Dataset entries
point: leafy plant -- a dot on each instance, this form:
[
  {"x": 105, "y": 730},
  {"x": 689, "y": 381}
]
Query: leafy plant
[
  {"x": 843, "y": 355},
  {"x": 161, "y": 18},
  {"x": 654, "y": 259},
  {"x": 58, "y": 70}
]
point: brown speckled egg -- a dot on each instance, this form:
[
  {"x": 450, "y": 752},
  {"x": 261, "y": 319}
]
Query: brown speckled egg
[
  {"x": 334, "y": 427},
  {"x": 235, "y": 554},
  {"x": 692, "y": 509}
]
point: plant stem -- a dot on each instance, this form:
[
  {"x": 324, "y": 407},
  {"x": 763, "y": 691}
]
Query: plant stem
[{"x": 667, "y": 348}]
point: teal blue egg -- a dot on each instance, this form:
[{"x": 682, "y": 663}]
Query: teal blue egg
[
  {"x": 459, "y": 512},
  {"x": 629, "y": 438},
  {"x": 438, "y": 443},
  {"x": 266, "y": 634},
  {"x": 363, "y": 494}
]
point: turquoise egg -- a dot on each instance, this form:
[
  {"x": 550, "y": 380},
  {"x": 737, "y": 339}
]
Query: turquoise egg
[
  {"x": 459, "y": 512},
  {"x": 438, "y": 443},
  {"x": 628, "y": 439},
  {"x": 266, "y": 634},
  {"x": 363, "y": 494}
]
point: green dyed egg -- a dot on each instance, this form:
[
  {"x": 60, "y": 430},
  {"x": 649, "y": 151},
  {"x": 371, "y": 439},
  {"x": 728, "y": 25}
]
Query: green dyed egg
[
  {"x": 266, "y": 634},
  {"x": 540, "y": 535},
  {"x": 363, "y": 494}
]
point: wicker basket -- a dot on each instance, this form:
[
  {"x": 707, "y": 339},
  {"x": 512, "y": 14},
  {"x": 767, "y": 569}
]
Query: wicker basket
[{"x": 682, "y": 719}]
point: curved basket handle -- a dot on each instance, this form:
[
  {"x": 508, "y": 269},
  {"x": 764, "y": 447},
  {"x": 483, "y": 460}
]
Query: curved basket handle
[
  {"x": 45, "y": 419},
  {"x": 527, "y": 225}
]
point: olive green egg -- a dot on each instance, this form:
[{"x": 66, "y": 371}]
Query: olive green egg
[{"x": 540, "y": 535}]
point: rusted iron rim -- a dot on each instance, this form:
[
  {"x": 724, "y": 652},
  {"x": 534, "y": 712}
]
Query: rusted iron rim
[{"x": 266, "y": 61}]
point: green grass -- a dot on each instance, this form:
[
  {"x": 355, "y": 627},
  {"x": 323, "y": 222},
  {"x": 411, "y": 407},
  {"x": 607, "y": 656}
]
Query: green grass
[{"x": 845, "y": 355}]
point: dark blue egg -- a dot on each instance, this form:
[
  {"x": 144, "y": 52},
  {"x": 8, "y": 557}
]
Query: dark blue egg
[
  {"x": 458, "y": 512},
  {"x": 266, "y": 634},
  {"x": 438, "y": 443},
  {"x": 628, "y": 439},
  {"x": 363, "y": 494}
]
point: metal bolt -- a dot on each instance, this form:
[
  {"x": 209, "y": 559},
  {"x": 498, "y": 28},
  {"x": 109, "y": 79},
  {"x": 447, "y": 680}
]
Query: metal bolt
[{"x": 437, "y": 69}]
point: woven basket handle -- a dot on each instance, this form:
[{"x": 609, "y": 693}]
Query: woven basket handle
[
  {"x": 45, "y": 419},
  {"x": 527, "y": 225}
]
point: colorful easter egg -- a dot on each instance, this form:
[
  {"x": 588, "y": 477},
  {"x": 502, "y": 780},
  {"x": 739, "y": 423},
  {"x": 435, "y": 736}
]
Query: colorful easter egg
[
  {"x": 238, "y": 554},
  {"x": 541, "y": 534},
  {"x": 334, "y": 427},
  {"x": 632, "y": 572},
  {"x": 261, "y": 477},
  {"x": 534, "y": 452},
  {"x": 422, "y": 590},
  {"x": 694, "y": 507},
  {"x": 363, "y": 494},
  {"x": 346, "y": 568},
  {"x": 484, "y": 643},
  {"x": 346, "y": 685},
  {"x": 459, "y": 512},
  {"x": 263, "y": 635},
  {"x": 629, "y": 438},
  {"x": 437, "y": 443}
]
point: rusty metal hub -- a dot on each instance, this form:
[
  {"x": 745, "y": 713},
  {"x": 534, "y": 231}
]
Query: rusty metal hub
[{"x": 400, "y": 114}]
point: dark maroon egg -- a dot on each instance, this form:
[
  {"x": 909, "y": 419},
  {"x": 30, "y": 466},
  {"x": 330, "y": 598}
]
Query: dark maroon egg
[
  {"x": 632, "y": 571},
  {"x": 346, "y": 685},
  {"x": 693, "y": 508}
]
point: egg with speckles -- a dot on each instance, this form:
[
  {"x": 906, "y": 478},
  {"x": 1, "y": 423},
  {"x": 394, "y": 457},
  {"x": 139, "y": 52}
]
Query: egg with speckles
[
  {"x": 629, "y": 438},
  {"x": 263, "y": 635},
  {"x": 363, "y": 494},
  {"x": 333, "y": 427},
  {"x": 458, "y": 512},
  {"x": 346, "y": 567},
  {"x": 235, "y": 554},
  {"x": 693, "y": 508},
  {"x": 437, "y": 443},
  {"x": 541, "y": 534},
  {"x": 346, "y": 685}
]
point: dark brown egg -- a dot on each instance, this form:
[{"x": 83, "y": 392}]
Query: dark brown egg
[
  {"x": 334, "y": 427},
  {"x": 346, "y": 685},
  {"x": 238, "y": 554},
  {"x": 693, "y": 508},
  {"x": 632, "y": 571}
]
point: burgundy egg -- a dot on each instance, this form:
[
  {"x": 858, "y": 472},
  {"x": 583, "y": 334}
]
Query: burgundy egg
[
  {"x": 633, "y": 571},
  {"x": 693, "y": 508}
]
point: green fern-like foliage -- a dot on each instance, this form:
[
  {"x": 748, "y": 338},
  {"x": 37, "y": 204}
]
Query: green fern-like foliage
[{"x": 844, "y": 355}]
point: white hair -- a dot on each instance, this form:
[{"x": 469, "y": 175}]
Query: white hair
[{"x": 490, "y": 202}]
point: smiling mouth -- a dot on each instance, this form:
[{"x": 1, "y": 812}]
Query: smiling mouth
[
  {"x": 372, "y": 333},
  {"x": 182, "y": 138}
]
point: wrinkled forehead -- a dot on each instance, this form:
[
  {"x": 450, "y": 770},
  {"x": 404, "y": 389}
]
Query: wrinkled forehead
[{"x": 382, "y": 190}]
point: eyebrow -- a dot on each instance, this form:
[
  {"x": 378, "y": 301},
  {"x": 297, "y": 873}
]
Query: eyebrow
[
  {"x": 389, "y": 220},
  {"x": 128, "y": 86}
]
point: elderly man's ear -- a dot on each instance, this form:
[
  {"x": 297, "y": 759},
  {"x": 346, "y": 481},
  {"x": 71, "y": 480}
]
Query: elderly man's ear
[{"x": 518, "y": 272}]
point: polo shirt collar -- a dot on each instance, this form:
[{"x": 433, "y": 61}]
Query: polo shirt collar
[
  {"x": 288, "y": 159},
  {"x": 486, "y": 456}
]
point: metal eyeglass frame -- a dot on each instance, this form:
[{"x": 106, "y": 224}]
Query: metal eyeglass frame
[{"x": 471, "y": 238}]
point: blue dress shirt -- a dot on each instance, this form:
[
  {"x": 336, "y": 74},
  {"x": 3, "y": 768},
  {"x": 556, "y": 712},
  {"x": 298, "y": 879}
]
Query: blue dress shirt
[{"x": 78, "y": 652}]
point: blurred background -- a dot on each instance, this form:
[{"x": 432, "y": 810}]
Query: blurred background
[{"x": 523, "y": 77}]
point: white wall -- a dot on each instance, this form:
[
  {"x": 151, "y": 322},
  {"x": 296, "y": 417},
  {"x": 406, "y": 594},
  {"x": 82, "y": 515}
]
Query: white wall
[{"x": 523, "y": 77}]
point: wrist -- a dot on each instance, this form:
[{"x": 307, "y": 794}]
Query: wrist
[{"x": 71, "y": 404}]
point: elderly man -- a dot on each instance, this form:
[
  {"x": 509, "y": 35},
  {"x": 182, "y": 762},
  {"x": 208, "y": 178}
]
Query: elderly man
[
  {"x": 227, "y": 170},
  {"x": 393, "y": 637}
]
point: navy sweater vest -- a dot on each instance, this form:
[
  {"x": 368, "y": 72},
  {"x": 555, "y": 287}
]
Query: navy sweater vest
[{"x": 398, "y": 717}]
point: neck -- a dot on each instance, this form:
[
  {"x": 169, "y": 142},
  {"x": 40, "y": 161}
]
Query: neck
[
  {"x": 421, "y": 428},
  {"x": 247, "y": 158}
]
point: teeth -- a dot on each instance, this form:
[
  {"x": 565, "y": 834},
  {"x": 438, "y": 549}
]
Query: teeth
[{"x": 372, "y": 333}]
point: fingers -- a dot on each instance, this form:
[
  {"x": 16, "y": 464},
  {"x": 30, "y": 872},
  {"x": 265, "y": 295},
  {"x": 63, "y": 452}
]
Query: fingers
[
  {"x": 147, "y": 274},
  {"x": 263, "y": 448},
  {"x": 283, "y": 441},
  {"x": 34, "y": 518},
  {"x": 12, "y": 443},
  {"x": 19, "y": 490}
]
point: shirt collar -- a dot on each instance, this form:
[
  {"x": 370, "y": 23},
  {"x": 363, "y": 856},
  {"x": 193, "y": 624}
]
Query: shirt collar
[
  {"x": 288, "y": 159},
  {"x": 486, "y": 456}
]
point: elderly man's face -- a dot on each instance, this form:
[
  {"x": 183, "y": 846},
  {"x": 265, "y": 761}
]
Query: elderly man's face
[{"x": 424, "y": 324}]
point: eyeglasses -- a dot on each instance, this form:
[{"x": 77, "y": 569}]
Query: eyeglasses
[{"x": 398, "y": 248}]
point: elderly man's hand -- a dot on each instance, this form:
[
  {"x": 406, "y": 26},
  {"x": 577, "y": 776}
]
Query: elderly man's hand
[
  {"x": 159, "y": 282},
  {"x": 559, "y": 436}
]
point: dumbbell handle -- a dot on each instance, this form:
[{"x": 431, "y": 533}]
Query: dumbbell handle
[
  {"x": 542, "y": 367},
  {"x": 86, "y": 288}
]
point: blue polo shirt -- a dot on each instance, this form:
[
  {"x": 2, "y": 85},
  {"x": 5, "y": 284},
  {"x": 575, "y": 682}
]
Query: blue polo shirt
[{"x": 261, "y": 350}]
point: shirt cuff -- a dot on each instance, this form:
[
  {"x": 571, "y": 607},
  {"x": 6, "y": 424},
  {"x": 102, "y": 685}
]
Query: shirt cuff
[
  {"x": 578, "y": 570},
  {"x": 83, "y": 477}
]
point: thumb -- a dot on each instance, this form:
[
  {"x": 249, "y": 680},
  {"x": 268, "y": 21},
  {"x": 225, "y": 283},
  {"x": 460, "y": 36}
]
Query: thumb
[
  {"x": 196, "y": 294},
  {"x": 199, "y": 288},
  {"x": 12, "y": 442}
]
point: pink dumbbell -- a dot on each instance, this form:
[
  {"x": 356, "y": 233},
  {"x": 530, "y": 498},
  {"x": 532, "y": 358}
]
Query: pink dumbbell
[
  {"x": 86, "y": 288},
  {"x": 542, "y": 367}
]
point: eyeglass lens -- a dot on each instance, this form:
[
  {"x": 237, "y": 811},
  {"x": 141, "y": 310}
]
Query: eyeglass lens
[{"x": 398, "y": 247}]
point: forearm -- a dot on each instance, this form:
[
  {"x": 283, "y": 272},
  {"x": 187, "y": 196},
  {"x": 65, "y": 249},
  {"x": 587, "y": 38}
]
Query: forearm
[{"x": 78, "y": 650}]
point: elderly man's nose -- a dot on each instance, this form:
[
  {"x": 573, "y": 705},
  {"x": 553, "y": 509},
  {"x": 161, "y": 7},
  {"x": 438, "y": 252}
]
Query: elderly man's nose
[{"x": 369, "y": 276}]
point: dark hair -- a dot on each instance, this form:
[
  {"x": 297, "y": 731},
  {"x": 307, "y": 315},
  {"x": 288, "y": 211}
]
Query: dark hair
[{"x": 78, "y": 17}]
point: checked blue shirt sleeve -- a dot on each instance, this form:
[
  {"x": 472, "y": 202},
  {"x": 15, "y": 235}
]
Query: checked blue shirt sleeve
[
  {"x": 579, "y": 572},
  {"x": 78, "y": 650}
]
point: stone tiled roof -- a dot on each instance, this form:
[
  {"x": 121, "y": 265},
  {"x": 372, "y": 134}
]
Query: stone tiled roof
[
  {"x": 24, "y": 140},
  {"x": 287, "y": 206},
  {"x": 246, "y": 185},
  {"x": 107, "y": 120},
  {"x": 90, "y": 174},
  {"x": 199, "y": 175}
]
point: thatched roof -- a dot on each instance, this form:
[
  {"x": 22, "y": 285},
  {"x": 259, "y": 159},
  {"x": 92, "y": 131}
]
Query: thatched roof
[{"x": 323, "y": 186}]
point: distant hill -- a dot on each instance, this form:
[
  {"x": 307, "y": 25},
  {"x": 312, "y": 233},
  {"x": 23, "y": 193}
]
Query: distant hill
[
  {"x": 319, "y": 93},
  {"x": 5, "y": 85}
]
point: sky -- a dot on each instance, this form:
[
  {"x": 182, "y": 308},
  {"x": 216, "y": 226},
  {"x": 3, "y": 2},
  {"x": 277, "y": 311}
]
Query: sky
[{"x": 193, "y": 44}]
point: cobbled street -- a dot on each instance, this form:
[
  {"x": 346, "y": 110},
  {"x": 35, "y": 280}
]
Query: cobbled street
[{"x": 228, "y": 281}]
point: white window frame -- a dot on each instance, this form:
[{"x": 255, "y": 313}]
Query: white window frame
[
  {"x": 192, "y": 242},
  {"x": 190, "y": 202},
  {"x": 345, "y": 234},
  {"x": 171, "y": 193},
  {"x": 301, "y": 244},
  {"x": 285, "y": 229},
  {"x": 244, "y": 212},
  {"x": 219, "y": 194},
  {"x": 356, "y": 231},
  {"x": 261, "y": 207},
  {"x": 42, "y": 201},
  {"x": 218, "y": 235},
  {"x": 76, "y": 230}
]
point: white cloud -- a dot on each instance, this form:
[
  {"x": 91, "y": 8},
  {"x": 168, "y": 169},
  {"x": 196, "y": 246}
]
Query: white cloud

◆ PROBLEM REQUIREMENTS: Copy out every line above where "cloud" is present.

◆ SOLUTION TO THIS PROBLEM:
point: white cloud -- a dot on each instance, this form:
Query: white cloud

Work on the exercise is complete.